GIVEN PASSAGE:
=== Section Start ===
By Themal Ellawala –

Themal Ellawala

This is a story about two strangers who showed care to each other. One of them I have known my entire life. The other I knew over the last five years. Both women taught me some of the most fundamental and indelible lessons in care – what it is, how to do it, who to extend it to (everyone), and why (because).

Kumudini Ellawala (née Hendrick) is my mother. Born on November 24, 1953, she bore me on September 23, 1990. My mother was my first instructor in care. She taught first by example. Her mornings were spent working as a doctor at medical clinics in Colombo’s public hospitals (the Ministry of Health dispensed transfers liberally), flipping the script of overburdened doctors who rush through appointments by taking her time with each and every patient, learning their stories, explaining jargon, pulling strings to get them care, giving them counsel. Her evenings were spent at home, bent over the stove, bent over the washer, bent over a broom, bent. Tired as she was, she never failed to listen to her children’s worries and soothe their hurts. My mother’s side of the extended family considered her the family doctor, the pacifist, the wise sage, and the problem solver. Hers was the duty of diagnosing ailments and putting out fires; the telephone in our home was a noisy and insistent affair. There was always time to visit an elderly lady or attend a funeral, no matter how distant. To participate in this family religious affair or show up to that wedding. My mother almost never said no, regardless of back aches and leg aches and a yearning for quiet. She also taught me about care by telling me about care. Our dinnertime conversations revolved around the suffering of her patients, or a moving story she read in the papers. My mother is not perfect, but her heart is extraordinarily quick to move and melt, a rarity. She bequeathed to me that heart and a conviction that I must care for the suffering of others.

Malathi de Alwis was (ah, the grief of that tense) my mentor. Born on October 6, 1963, she came into my life on January 20, 2016. An acquaintance encouraged me to reach out to her about an incipient research project on queer erotics in Sri Lanka I had begun imagining. My impostor syndrome wrote a hesitant email that I never expected a reply to. After all, why would someone so illustrious deign to reply to a veritable stranger, a lowly undergraduate at that? Malathi replied within the day. I can imagine her reading my (what I now recognize as hopelessly naïve and bombastic) email with an amused smile, perhaps, but her reply betrayed no sign of judgment or censure. She was warm and encouraging, and sincerely so. She worked her magic from the very start, connecting me to one of her students who ended up being my friend and research collaborator. Three emails later, she was suggesting feedback on my Institutional Review Board application and writing a letter of support to convince fastidious scholars in the First World that Sri Lanka is no violent backwater of colonial fantasies/nightmares. What Malathi said then in that letter, “I have the utmost confidence in Themal’s abilities,” is what she continued to say, in so many ways, throughout the past five years.
=== Section End ===
[Records from a dataset]
=== Section Start ===
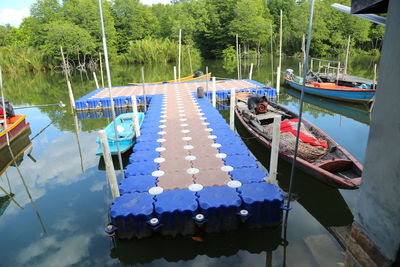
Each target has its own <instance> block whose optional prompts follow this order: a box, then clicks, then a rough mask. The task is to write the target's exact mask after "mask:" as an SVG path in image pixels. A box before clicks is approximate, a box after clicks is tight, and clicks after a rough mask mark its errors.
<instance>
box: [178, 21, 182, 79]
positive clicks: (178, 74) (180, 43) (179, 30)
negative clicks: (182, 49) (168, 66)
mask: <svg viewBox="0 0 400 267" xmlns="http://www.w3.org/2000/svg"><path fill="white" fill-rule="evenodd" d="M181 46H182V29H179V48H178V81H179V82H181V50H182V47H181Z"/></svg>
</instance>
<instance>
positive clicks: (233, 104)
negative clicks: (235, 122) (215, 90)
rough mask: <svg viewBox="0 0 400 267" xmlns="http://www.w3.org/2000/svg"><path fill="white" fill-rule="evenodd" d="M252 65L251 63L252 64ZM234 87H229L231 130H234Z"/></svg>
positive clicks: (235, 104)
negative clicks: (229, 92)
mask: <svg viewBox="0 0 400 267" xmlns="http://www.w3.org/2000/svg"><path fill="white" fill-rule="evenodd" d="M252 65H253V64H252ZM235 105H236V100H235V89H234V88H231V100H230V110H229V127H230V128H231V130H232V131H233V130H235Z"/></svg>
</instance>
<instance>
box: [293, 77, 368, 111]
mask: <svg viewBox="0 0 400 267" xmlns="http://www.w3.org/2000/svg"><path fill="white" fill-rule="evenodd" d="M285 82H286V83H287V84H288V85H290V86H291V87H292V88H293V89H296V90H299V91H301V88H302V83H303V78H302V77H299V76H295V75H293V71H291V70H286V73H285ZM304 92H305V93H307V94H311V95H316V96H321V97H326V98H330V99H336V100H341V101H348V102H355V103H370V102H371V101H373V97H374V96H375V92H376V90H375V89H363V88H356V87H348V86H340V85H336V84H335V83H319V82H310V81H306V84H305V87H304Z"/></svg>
=== Section End ===
PROBLEM REQUIREMENTS:
Extract the portion of the essay on care from "By Themal Ellawala" to "and why (because).", word for word. These entries come from a separate source.

RESULT OF THE EXERCISE:
By Themal Ellawala –

Themal Ellawala

This is a story about two strangers who showed care to each other. One of them I have known my entire life. The other I knew over the last five years. Both women taught me some of the most fundamental and indelible lessons in care – what it is, how to do it, who to extend it to (everyone), and why (because).